▶ What the exercise asks
Rewrite the listing from its first line through the line that contains "(281, 439), (491, 653)", keeping the requests and adding -116 to every bounding-box coordinate in the answers (leave the sample coordinates in the requests unchanged). Leave the pictures out.

▶ Exercise inputs
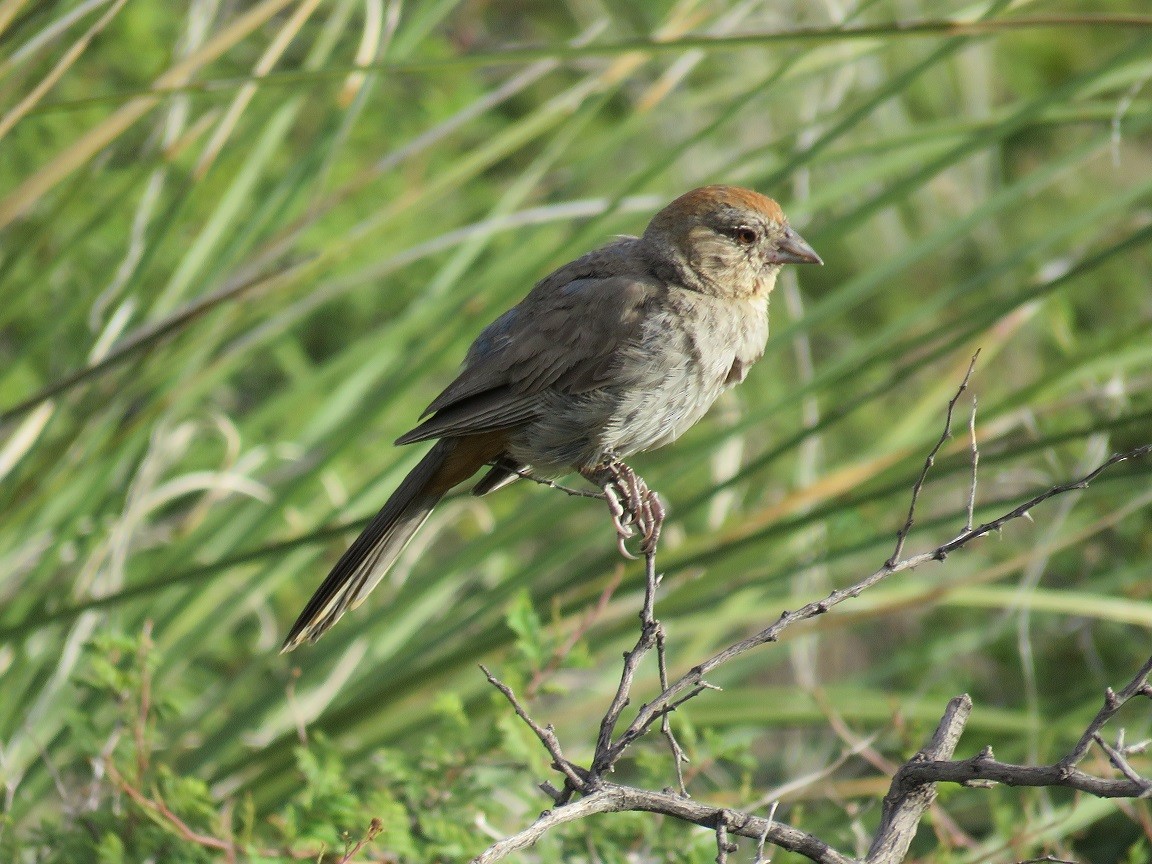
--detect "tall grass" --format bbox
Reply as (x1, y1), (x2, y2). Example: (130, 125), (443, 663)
(0, 0), (1152, 862)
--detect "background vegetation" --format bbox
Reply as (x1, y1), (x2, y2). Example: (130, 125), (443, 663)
(0, 0), (1152, 864)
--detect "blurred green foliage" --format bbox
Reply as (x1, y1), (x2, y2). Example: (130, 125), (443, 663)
(0, 0), (1152, 864)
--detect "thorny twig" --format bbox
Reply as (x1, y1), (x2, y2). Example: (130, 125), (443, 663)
(885, 350), (980, 567)
(472, 351), (1152, 864)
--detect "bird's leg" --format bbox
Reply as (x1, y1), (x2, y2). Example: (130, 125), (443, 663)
(584, 460), (665, 559)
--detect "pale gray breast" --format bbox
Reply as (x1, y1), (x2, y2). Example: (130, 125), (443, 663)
(511, 291), (767, 472)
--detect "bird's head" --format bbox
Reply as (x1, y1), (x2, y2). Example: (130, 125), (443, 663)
(644, 185), (824, 297)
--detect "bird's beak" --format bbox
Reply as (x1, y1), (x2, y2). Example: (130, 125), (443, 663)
(768, 228), (824, 264)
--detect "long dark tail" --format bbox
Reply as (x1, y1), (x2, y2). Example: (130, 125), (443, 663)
(281, 440), (451, 652)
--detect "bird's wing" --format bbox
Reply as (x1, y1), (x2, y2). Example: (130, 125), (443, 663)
(396, 276), (659, 444)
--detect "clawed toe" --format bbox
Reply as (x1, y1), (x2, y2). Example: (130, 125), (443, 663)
(585, 462), (665, 560)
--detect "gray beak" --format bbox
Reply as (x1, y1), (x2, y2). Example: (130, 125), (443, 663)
(767, 228), (824, 264)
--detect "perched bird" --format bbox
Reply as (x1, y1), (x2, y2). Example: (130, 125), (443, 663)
(283, 185), (823, 651)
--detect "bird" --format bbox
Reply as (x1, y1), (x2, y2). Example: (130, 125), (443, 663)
(282, 184), (824, 651)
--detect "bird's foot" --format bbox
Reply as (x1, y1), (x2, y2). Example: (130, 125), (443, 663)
(588, 462), (665, 560)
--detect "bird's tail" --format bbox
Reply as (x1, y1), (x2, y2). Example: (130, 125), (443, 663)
(281, 439), (491, 653)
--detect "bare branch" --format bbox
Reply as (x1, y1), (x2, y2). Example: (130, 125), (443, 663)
(887, 350), (980, 567)
(471, 781), (857, 864)
(614, 445), (1152, 758)
(480, 665), (585, 789)
(1060, 654), (1152, 767)
(865, 694), (972, 864)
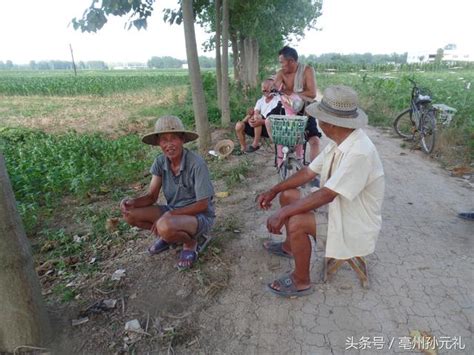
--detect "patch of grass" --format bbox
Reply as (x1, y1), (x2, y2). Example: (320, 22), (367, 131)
(53, 283), (76, 302)
(0, 128), (149, 231)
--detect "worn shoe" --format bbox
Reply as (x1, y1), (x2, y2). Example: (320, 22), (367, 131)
(458, 212), (474, 221)
(245, 145), (260, 153)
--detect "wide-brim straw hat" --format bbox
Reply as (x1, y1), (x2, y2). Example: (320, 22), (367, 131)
(214, 139), (234, 158)
(306, 85), (368, 129)
(142, 116), (199, 145)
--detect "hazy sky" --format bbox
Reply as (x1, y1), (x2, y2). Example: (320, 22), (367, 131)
(0, 0), (474, 64)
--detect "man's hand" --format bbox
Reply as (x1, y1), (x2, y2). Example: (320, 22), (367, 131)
(120, 197), (135, 216)
(267, 210), (286, 234)
(256, 190), (277, 210)
(150, 219), (158, 236)
(249, 115), (263, 128)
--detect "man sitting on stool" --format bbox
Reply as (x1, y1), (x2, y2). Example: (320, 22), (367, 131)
(257, 86), (384, 297)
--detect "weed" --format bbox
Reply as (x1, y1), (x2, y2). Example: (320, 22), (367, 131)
(0, 128), (148, 231)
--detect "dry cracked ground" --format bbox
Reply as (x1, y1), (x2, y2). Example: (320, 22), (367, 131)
(51, 128), (474, 354)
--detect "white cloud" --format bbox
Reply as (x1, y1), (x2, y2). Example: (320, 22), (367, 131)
(0, 0), (474, 64)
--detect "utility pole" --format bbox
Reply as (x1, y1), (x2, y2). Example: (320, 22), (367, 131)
(69, 43), (77, 76)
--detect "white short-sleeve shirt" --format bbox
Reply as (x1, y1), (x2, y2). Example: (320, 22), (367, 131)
(309, 129), (385, 259)
(254, 96), (280, 118)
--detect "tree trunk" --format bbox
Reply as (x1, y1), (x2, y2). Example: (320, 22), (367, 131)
(216, 0), (222, 110)
(221, 0), (230, 127)
(250, 38), (258, 88)
(230, 32), (240, 81)
(0, 154), (51, 352)
(181, 0), (211, 154)
(239, 37), (248, 91)
(241, 38), (258, 88)
(244, 37), (254, 88)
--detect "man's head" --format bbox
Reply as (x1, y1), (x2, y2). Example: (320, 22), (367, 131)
(306, 85), (367, 138)
(142, 116), (199, 148)
(278, 46), (298, 74)
(262, 79), (274, 97)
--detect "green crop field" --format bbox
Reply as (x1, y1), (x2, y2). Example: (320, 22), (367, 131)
(0, 70), (188, 96)
(0, 70), (474, 235)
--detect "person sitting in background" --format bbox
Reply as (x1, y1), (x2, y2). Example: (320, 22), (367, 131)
(235, 79), (281, 153)
(274, 46), (321, 161)
(120, 116), (215, 270)
(257, 85), (385, 297)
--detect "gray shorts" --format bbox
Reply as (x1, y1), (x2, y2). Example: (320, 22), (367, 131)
(158, 205), (215, 238)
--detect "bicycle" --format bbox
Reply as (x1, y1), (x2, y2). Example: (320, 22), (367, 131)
(393, 79), (436, 154)
(267, 115), (308, 181)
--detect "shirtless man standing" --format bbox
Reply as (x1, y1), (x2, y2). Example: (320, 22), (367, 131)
(275, 46), (321, 161)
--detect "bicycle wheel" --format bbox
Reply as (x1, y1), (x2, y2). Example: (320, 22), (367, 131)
(420, 110), (436, 154)
(393, 108), (416, 140)
(278, 157), (303, 181)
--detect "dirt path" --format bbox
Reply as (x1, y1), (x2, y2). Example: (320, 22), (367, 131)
(188, 128), (474, 354)
(51, 128), (474, 354)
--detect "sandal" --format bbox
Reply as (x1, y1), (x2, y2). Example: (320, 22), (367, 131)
(176, 249), (198, 271)
(148, 238), (170, 255)
(263, 240), (293, 259)
(267, 274), (314, 298)
(245, 145), (260, 153)
(232, 147), (245, 156)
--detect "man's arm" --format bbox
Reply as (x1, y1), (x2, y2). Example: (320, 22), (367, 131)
(120, 175), (162, 214)
(257, 166), (316, 210)
(249, 110), (265, 127)
(167, 198), (209, 216)
(297, 65), (317, 101)
(273, 70), (292, 95)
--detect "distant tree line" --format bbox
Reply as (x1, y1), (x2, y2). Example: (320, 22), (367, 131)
(0, 60), (108, 70)
(0, 56), (216, 70)
(300, 53), (407, 65)
(147, 56), (216, 69)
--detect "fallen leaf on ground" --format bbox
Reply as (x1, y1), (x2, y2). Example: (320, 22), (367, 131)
(451, 166), (472, 177)
(216, 191), (229, 198)
(105, 217), (120, 233)
(111, 269), (125, 281)
(71, 317), (89, 327)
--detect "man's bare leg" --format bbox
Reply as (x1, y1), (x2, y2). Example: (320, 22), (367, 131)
(272, 189), (316, 290)
(308, 136), (319, 161)
(235, 116), (250, 152)
(156, 214), (198, 268)
(122, 206), (163, 230)
(252, 126), (263, 148)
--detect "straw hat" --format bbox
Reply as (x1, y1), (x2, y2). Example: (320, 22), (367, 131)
(142, 116), (199, 145)
(306, 85), (367, 128)
(214, 139), (234, 158)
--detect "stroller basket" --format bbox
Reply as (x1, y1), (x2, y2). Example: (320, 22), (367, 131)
(268, 115), (308, 147)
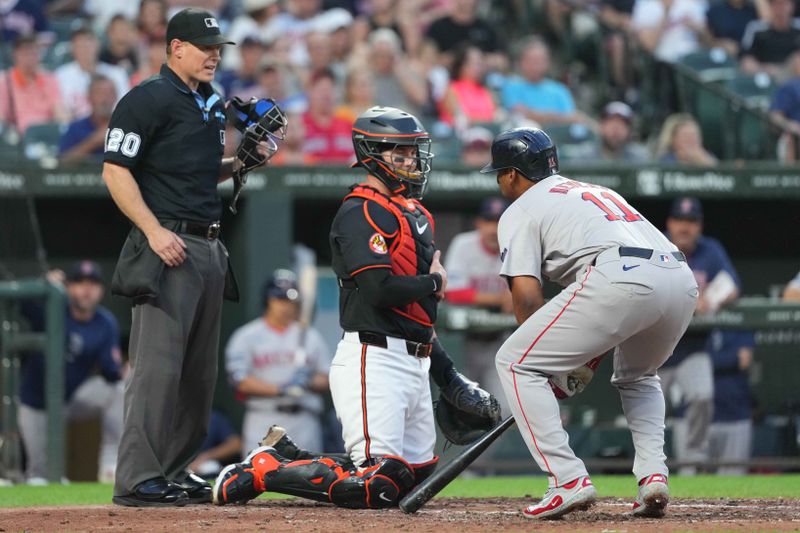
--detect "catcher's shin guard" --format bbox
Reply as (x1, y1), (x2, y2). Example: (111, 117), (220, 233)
(211, 446), (285, 505)
(263, 456), (414, 509)
(329, 455), (414, 509)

▶ Written solution
--detect "tall grass" --format bbox
Reply as (x1, y1), (x2, y2). Example: (130, 125), (443, 663)
(-116, -116), (1036, 746)
--detect "background vegetation" --format bbox
Reply as (x1, y1), (x2, y2). Example: (130, 125), (443, 663)
(-116, -116), (1036, 748)
--detect "blurred green foliage" --format bbox
Reply as (x1, y1), (x2, y2). Example: (130, 125), (443, 663)
(-116, -116), (1036, 748)
--detect "thorny twig" --format bbox
Reply as (x1, y1), (x2, y2). Example: (130, 125), (443, 663)
(769, 234), (864, 451)
(356, 235), (1036, 748)
--detect "bird's leg" --format bbox
Reply as (x1, y1), (x2, y2). Example: (130, 125), (443, 663)
(468, 344), (549, 443)
--detect "pale gray breast" --format bbox
Reply as (x1, y1), (x2, y2). Example: (130, 125), (443, 663)
(395, 175), (651, 356)
--detect "bird's head" --format bbox
Reply as (x1, y1), (x2, y2). Example: (130, 125), (443, 663)
(528, 69), (708, 181)
--detect "bird's beak" --format bbox
Reply as (x1, y1), (x2, y2). Example: (130, 125), (443, 663)
(652, 112), (708, 148)
--detect "long dark tail" --format bbox
Reply as (x1, y1), (x2, y2). Example: (130, 125), (443, 663)
(165, 324), (335, 536)
--detect "bird's wing" --format bbox
Reply as (x1, y1), (x2, y2). Example: (130, 125), (443, 663)
(280, 160), (543, 328)
--detect "clawed toe" --format bbox
Reply as (x1, y1), (x2, y2). Example: (130, 125), (443, 663)
(469, 346), (549, 444)
--detect "gray beak" --format bbox
Reply as (x1, y1), (x2, y2). Example: (130, 125), (443, 663)
(651, 112), (708, 148)
--detect "perched bird" --format bbox
Reply as (x1, y1), (x2, y2). Example: (130, 125), (443, 663)
(167, 69), (707, 535)
--detect "bird" --format bbox
Reply as (x1, y1), (x2, y2). Example: (130, 125), (443, 663)
(166, 68), (708, 535)
--detect "bird's foot" --format bbox
Reply as (x1, y1), (x2, y2). Example: (130, 125), (443, 663)
(472, 346), (549, 444)
--detect "bird's tail" --format bbox
Reply as (x1, y1), (x2, y2). Example: (130, 125), (443, 663)
(165, 323), (375, 537)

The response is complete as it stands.